Consegna:
Rispondi per favore a queste domande sull'intervista:
1. In quale località, secondo l'intervista, tutto è partito con uno, due casi?
2. Quante polmoniti al giorno si è arrivati a contare?
3. Con quali città è stato firmato il protocollo per l'uso del plasma?

Doveroso continuare a stare in allerta, quindi, specie se il numero dei pazienti aumenta in pochi giorni, in una provincia, risultata in termini percentuali la più contagiata dal Covid. La stessa considerazione da cui parte Bosio, che in ospedale sta facendo i conti con quello che definisce “un ritorno di fiamma, tutto sommato prevedibile”.
Perchè prevedibile?
La regressione di un evento naturale di tale portata non segue mai una linea retta. Certo, potrebbe essere anche una ripresa. I prossimi giorni saranno fondamentali per capire se sono piccoli focolai che si autolimiteranno o se sono inneschi che porteranno a onde ben più grandi. In fondo a Codogno tutto è partito con uno, due casi.
Lei che pensa?
Sono ottimista di natura, anche se i dati oggettivi dicono che dobbiamo valutare con molta attenzione.
È preoccupato dalla situazione che si è creata negli ultimi giorni?
Sì, le truppe sono stanche. Da comandante penso ai miei uomini. Nei mesi dell’emergenza hanno sostenuto una prova eccezionale, non so quanto sia ripetibile se si tornasse a quella situazione. Ora sono più preparati, più capaci di gestire un evento imprevisto e drammatico come quello determinato dal Covid, ma psicologicamente sono molto provati. In 40 anni di professione, 20 da primario, non ho mai visto una pandemia dalle conseguenze tanto gravi. La polmonite è sempre seria, importante. Ma così tante, tutte insieme non le avevo mai viste. Siamo arrivati a contarne cento al giorno.
Le polmoniti dei ricoverati di oggi sono diverse da quelle dei pazienti che avete curato nell’emergenza?
I due ricoverati nel reparto di Pneumologia hanno polmoniti uguali a quelle che abbiamo visto in passato. In un caso sta evolvendo verso il bene, per l’altro siamo molto preoccupati. In alcuni casi nei pazienti contagiati abbiamo visto polmoniti molto estese che coinvolgevano gran parte del polmone. Il virus c’è e circola, su questo fronte non è cambiato molto.
E sul fronte delle cure?
Abbiamo imparato tanto. Gli antivirali, per esempio, sulla fase iniziale della polmonite hanno un uso terapeutico assai limitato, mentre antinfiammatori e sostegno respiratorio sono più validi. L’arma per eccellenza è l’utilizzo degli anticorpi delle persone guarite che hanno donato il plasma. Noi abbiamo iniziato a farlo, dopo aver firmato un protocollo con Mantova e Pavia e ho visto risultati eclatanti. E poi l’uso del plasma è l’inizio della strada per il vaccino, che mi auguro arrivi il prima possibile.

Dati archiviati:
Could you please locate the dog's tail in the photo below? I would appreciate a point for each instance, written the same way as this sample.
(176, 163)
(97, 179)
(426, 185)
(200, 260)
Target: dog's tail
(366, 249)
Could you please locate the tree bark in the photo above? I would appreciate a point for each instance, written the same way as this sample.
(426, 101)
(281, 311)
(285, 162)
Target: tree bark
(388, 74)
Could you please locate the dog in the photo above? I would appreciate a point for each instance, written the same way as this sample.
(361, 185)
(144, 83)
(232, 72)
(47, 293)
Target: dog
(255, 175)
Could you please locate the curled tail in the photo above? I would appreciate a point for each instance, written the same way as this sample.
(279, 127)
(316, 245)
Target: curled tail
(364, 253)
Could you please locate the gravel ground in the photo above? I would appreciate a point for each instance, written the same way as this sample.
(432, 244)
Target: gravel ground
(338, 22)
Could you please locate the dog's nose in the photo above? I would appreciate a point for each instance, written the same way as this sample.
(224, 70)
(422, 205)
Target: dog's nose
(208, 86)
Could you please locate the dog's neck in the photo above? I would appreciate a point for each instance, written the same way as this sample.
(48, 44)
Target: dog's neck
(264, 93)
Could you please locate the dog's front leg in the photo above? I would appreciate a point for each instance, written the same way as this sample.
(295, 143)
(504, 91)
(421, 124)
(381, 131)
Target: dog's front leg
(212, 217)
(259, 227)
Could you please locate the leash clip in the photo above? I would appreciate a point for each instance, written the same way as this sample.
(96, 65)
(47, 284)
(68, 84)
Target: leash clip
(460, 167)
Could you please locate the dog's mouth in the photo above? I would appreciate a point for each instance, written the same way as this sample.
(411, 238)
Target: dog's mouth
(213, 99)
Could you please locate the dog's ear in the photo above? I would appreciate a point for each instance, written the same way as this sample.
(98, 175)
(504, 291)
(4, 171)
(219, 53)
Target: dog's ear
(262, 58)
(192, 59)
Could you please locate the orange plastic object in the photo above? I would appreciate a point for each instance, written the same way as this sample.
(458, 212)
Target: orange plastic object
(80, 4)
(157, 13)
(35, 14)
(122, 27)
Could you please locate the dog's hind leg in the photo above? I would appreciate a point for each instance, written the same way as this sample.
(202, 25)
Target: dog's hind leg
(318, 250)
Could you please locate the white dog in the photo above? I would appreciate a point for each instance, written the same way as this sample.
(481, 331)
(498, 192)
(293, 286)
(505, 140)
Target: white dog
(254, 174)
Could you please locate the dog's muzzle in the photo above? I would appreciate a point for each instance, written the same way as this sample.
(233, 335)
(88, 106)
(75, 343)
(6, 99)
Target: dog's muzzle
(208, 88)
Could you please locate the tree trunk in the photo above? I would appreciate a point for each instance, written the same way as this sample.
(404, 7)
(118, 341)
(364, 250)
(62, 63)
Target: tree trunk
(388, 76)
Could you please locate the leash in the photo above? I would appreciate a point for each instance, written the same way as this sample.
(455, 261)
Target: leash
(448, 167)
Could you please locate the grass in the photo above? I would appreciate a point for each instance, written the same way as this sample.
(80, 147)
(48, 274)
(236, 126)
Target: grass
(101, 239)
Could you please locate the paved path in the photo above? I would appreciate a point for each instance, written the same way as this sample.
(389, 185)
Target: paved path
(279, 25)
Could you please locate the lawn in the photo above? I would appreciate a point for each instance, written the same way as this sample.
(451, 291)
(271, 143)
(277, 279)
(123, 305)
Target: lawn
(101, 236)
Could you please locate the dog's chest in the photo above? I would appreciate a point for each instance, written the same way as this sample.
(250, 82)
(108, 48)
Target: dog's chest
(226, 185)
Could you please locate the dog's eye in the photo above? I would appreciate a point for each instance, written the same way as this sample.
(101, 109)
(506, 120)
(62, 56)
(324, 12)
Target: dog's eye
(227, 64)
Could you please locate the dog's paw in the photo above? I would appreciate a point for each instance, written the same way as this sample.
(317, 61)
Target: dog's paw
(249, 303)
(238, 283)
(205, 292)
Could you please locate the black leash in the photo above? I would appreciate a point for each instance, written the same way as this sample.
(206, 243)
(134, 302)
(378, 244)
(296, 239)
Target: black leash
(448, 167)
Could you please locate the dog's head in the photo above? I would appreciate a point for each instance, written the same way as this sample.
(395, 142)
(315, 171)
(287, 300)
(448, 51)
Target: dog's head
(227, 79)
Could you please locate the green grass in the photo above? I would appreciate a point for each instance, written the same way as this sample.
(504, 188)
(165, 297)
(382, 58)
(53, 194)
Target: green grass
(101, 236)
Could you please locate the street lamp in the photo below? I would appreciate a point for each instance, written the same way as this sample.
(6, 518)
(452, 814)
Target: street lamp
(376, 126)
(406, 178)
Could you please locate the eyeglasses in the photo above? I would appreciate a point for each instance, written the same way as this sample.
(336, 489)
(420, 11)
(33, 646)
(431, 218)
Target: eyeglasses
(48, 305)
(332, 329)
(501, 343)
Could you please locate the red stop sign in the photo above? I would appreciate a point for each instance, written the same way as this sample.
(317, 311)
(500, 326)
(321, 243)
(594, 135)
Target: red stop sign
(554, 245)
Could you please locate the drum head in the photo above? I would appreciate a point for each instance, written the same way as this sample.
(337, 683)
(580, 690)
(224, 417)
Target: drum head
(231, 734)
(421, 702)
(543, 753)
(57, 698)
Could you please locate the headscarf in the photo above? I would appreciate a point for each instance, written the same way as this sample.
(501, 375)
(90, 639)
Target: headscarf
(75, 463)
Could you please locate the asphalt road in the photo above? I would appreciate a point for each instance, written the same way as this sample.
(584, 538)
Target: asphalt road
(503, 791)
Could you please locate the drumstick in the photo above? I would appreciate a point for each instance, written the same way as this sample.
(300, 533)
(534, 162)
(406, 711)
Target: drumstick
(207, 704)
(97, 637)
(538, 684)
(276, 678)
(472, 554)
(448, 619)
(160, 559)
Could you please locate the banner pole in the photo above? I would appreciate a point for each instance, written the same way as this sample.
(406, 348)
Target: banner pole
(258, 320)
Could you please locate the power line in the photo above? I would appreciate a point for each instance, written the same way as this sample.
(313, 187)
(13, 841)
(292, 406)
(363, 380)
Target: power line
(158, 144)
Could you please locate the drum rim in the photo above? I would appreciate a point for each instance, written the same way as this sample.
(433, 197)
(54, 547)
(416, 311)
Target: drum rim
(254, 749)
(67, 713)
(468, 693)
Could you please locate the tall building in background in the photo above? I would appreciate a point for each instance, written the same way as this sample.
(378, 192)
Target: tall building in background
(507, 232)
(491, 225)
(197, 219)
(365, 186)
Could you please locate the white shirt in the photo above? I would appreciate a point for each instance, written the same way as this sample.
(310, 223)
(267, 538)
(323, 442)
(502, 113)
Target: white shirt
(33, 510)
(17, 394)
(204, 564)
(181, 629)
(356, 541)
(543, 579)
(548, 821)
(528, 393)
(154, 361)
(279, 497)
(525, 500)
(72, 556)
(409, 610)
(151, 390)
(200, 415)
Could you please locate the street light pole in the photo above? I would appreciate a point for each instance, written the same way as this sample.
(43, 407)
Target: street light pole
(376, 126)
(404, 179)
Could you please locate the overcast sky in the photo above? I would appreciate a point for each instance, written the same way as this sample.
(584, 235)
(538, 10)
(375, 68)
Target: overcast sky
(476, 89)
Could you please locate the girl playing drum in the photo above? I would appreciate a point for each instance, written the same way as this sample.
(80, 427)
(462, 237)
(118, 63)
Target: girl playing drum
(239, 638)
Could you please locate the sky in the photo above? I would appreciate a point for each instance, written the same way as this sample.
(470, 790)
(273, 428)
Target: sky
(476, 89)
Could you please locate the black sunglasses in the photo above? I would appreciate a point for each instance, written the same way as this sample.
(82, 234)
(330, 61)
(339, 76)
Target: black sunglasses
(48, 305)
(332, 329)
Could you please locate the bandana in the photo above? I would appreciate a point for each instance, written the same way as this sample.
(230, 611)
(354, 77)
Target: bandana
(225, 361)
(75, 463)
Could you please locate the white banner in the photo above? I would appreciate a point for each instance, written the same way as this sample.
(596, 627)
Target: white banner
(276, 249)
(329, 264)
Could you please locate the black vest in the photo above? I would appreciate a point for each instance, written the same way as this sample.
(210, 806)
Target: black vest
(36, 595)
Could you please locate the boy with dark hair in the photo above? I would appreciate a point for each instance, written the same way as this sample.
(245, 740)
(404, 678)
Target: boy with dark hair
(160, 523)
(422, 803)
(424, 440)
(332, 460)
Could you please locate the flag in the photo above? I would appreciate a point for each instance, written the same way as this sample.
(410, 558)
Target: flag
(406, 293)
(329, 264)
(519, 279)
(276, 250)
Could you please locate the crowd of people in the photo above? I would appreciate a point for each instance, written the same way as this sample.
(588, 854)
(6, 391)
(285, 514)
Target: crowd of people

Area di risposta:
1. A Codogno.
2. Cento.
3. Con Mantova e Pavia.